+++ DATA EXCERPTS +++

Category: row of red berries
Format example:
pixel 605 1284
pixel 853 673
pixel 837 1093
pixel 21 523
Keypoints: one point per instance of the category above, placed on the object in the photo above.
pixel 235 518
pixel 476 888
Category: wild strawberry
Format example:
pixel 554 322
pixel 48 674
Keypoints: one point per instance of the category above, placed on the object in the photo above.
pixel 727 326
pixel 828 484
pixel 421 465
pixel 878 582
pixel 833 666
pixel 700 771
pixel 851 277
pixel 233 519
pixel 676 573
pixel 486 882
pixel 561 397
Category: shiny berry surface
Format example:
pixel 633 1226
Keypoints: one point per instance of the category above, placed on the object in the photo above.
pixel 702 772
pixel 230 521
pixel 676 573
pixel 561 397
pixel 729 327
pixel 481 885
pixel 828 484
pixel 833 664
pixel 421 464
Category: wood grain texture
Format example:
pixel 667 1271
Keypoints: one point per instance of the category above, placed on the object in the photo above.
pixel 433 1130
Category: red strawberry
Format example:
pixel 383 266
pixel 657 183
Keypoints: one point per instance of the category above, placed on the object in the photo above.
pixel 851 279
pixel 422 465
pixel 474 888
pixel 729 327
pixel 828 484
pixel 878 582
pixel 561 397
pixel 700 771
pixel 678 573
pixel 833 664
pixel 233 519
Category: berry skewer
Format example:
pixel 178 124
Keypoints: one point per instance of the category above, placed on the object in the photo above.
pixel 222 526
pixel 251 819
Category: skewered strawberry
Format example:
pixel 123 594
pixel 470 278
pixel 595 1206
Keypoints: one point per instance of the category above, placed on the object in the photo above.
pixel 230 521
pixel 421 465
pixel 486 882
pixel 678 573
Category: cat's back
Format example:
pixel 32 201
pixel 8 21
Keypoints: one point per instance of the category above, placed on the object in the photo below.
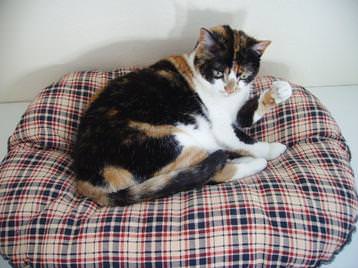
pixel 159 94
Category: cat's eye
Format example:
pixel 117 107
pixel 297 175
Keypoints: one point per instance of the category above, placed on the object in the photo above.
pixel 244 76
pixel 218 74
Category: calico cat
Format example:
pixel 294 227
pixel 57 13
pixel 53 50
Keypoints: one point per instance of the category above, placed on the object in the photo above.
pixel 177 124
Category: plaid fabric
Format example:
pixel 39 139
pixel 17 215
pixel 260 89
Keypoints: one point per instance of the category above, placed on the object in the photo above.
pixel 298 212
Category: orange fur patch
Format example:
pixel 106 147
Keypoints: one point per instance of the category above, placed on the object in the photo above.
pixel 153 130
pixel 183 67
pixel 188 157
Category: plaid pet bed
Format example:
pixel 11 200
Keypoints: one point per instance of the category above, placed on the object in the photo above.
pixel 299 211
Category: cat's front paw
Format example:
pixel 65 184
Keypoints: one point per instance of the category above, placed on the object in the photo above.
pixel 281 91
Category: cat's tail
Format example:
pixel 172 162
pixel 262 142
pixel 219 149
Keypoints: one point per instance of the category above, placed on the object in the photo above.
pixel 170 183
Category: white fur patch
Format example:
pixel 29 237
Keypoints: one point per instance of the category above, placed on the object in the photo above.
pixel 281 91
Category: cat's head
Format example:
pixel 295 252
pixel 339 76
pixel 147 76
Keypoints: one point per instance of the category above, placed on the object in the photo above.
pixel 228 59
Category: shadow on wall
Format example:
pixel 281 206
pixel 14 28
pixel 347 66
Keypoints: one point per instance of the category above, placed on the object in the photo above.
pixel 181 39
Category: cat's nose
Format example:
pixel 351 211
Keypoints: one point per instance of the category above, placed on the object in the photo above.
pixel 230 86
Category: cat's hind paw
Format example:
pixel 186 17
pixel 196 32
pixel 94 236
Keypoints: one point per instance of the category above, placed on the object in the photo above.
pixel 281 91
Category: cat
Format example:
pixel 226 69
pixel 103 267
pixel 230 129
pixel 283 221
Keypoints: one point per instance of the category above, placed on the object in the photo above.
pixel 176 124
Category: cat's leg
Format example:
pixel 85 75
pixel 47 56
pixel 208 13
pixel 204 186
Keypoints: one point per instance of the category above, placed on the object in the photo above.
pixel 175 180
pixel 240 168
pixel 254 109
pixel 233 139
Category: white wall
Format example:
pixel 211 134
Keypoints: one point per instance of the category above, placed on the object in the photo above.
pixel 314 42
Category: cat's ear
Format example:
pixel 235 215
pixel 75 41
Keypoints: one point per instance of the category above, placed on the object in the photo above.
pixel 207 41
pixel 261 46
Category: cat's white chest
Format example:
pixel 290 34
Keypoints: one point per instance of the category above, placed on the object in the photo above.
pixel 221 113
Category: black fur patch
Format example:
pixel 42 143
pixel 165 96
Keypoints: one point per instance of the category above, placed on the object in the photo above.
pixel 245 116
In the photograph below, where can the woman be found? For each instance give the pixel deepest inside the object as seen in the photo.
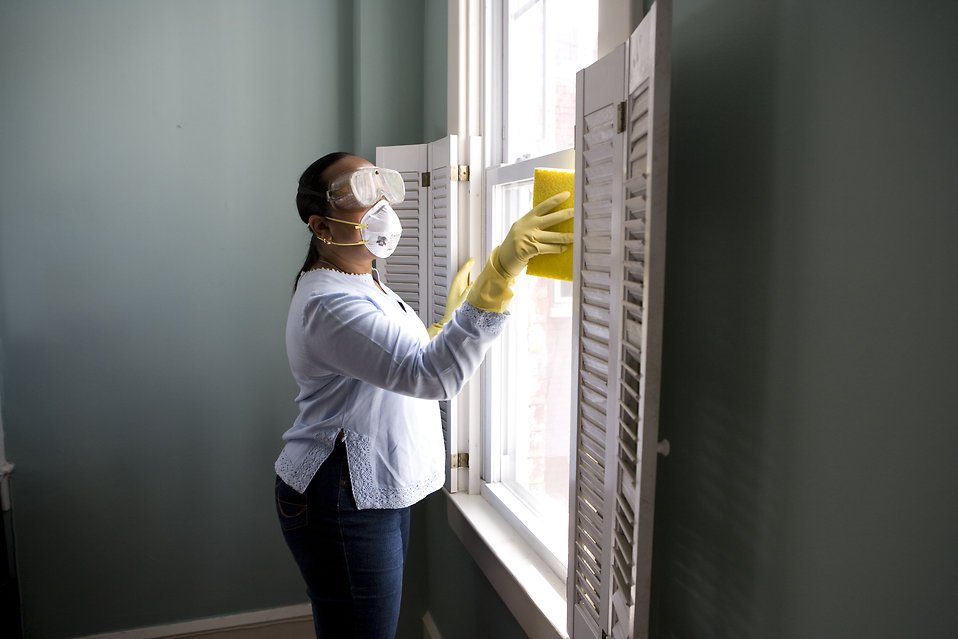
(368, 443)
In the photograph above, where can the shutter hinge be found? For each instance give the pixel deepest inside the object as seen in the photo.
(620, 118)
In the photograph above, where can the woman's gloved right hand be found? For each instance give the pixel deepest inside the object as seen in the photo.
(526, 238)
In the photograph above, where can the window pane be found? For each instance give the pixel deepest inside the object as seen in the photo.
(548, 42)
(534, 371)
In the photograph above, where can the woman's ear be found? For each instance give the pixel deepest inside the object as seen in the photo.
(319, 227)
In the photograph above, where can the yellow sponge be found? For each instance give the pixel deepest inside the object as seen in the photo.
(548, 182)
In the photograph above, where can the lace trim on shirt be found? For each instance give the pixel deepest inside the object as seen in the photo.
(486, 321)
(359, 451)
(298, 476)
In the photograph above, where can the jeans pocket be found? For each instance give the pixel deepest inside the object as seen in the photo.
(290, 507)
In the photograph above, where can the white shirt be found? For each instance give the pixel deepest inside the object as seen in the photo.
(366, 366)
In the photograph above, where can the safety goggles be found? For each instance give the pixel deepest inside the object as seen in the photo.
(364, 187)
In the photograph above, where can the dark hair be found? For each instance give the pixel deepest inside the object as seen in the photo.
(311, 200)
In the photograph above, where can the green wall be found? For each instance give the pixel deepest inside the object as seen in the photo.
(810, 354)
(148, 241)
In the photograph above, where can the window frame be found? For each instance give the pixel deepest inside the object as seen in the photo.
(508, 502)
(529, 587)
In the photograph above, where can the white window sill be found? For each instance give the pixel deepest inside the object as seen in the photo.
(525, 582)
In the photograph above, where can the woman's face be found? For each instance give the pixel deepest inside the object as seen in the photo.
(343, 233)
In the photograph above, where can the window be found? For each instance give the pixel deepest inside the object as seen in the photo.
(527, 387)
(612, 325)
(545, 43)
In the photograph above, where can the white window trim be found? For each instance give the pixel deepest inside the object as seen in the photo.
(527, 584)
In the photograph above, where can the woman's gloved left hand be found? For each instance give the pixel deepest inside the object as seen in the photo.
(458, 291)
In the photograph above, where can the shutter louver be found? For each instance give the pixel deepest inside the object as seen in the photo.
(598, 172)
(405, 271)
(402, 267)
(441, 254)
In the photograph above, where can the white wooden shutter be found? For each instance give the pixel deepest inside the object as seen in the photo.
(405, 270)
(620, 259)
(599, 150)
(442, 256)
(426, 259)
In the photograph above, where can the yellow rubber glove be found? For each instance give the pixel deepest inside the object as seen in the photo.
(458, 290)
(526, 238)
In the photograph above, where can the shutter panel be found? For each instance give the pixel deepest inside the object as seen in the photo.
(644, 278)
(599, 152)
(442, 259)
(405, 271)
(623, 414)
(425, 261)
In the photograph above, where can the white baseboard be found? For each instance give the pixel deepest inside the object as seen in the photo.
(429, 629)
(289, 622)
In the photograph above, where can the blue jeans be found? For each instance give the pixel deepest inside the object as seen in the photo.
(352, 560)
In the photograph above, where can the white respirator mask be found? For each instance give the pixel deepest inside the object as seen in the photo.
(380, 229)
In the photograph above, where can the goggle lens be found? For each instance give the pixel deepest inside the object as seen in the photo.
(366, 186)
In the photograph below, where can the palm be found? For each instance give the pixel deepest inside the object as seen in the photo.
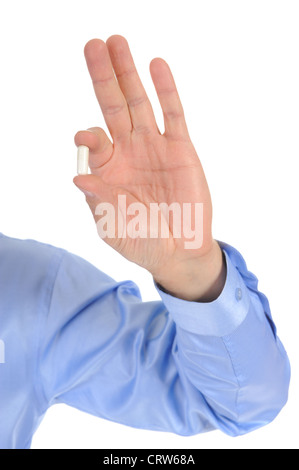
(141, 164)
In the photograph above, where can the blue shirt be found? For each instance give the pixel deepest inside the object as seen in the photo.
(71, 334)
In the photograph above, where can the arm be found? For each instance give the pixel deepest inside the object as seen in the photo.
(177, 366)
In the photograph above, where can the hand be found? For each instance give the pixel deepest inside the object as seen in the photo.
(148, 167)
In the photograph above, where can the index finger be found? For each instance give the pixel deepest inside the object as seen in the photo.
(109, 95)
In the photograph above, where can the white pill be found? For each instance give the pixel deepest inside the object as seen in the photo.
(82, 160)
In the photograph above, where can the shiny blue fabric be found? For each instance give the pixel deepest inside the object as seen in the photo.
(71, 334)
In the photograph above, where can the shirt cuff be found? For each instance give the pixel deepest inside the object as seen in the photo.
(218, 318)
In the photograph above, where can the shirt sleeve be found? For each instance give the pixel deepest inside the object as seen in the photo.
(169, 365)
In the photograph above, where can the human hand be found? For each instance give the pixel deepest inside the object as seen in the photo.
(148, 168)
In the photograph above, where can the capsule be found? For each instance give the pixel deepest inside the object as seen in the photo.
(82, 160)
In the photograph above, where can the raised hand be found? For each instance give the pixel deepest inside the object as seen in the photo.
(148, 168)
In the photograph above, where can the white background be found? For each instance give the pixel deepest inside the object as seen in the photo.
(236, 68)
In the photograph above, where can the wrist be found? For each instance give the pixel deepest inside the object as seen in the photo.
(200, 279)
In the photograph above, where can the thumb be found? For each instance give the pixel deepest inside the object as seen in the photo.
(88, 184)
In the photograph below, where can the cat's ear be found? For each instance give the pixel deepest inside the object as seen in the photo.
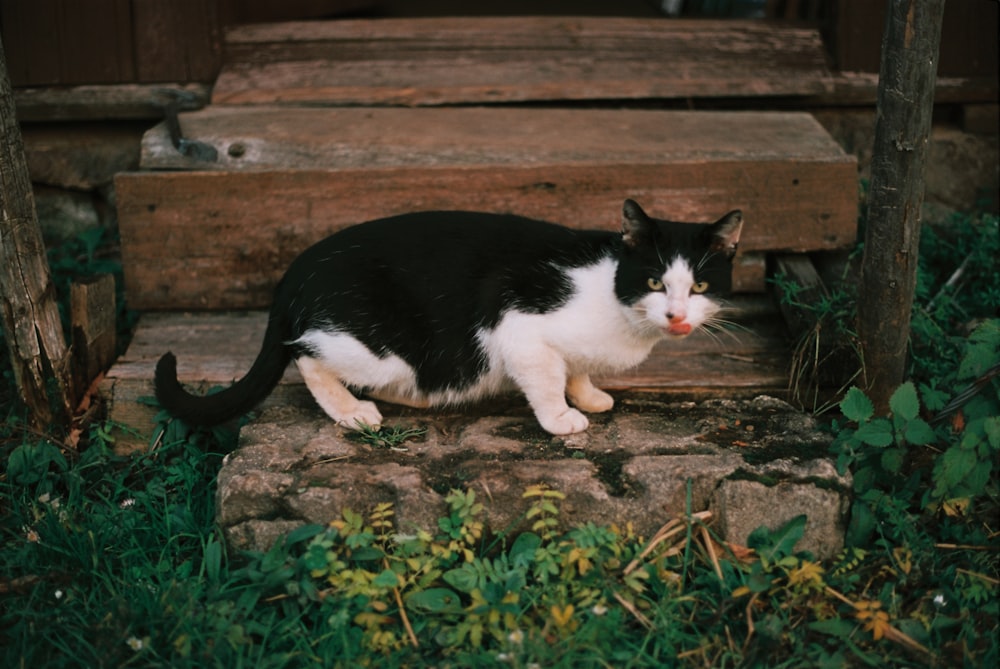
(637, 228)
(725, 233)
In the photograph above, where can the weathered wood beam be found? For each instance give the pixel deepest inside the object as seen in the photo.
(94, 326)
(39, 355)
(910, 48)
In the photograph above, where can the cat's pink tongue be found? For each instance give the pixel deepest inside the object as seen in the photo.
(679, 328)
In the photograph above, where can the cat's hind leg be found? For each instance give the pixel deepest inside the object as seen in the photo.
(334, 398)
(587, 397)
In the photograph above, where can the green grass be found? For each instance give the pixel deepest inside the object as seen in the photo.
(110, 561)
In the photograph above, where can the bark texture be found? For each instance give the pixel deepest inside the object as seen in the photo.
(910, 48)
(32, 328)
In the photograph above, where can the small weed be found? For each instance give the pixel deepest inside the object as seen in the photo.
(391, 437)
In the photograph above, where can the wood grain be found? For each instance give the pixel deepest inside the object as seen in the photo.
(221, 239)
(217, 348)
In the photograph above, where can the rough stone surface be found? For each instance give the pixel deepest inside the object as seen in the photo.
(751, 462)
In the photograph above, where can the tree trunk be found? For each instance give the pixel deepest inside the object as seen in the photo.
(32, 328)
(902, 133)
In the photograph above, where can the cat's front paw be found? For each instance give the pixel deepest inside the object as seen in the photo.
(365, 414)
(593, 400)
(569, 421)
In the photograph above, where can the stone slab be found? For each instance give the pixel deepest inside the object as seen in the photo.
(751, 462)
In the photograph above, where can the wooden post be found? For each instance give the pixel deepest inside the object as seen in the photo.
(92, 315)
(32, 328)
(910, 46)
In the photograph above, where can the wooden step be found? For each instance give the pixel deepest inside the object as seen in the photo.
(217, 348)
(221, 236)
(476, 60)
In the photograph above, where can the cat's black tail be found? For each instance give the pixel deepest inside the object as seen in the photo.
(238, 398)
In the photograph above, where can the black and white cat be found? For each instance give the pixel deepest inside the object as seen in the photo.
(438, 308)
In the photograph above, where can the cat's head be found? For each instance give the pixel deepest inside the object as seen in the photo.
(672, 275)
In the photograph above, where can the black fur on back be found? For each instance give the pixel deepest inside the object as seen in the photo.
(420, 285)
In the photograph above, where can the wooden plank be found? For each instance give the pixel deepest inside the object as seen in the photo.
(217, 348)
(94, 327)
(119, 102)
(439, 61)
(210, 240)
(178, 40)
(266, 137)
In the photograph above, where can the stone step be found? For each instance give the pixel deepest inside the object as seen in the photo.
(750, 463)
(216, 348)
(218, 236)
(487, 60)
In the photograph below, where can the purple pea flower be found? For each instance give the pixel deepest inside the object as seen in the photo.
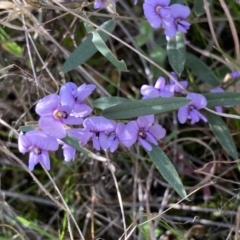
(179, 13)
(235, 74)
(158, 13)
(175, 87)
(38, 143)
(110, 5)
(53, 116)
(74, 97)
(159, 90)
(190, 111)
(68, 151)
(115, 136)
(96, 128)
(219, 108)
(142, 131)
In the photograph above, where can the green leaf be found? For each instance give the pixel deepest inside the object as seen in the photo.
(198, 7)
(222, 99)
(143, 107)
(176, 51)
(201, 70)
(145, 33)
(222, 134)
(166, 168)
(73, 142)
(87, 49)
(106, 52)
(106, 102)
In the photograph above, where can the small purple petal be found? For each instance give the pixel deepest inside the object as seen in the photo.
(52, 126)
(157, 131)
(183, 114)
(160, 83)
(33, 161)
(81, 110)
(47, 105)
(66, 94)
(198, 100)
(72, 120)
(150, 138)
(84, 91)
(44, 159)
(179, 11)
(114, 145)
(95, 141)
(68, 152)
(145, 121)
(130, 134)
(103, 140)
(219, 109)
(145, 144)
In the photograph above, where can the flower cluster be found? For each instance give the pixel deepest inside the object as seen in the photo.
(190, 111)
(59, 113)
(170, 18)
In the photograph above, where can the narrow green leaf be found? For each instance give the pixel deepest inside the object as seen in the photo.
(222, 99)
(166, 168)
(201, 70)
(198, 7)
(106, 52)
(87, 49)
(146, 33)
(143, 107)
(176, 51)
(106, 102)
(222, 134)
(71, 141)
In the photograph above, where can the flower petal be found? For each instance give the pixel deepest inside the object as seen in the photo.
(68, 152)
(145, 144)
(52, 126)
(44, 159)
(145, 121)
(33, 160)
(66, 94)
(183, 114)
(103, 141)
(157, 131)
(95, 141)
(130, 134)
(81, 110)
(47, 105)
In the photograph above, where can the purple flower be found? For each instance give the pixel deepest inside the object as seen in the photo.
(68, 151)
(159, 90)
(74, 97)
(235, 75)
(142, 131)
(179, 13)
(175, 87)
(219, 108)
(158, 13)
(53, 116)
(38, 143)
(110, 5)
(96, 128)
(190, 111)
(115, 136)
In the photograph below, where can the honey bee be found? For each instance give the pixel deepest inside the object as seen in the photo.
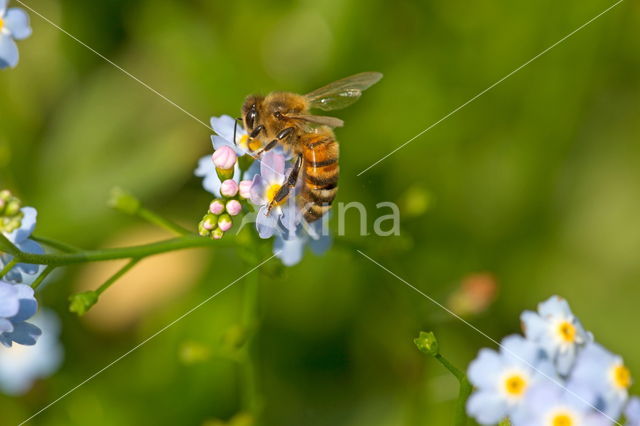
(283, 118)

+++

▸ **PROBLEM STATEMENT**
Pictures are not part of the copy; reproduce exactly and only the lines from the line containing "In the photograph above, where can the flower cluster" through the end of the listing.

▸ **ANSWER TO THIS EXERCISE**
In the photograph above, where can the flower cluster be found? For each instance give the pixel deepest inside the object as seen in the photo.
(190, 111)
(59, 113)
(170, 18)
In the photograph above, where can the narrow green leaf be found? For each instance give the pixel deepest inside the object as seen in the photo.
(222, 99)
(166, 168)
(201, 70)
(198, 7)
(106, 52)
(87, 49)
(146, 33)
(143, 107)
(176, 51)
(106, 102)
(222, 134)
(71, 141)
In the photograph above, where can the flower petal be found? For each instance give the pixel deepest inside the object as seen in the photo.
(68, 152)
(145, 144)
(52, 126)
(44, 159)
(145, 121)
(33, 160)
(66, 94)
(183, 114)
(103, 141)
(157, 131)
(95, 141)
(130, 134)
(81, 110)
(47, 105)
In the photograph above, where can the purple flower be found? For each instance give the pixel deepest inside the object as seen in the photo.
(68, 151)
(159, 90)
(74, 97)
(235, 75)
(142, 131)
(179, 13)
(175, 87)
(219, 108)
(158, 13)
(53, 116)
(38, 143)
(110, 5)
(96, 128)
(190, 111)
(115, 136)
In the photograph below, where can the honey bee be found? For each instance give the pixel deepest inside the object as seen in the photo.
(283, 118)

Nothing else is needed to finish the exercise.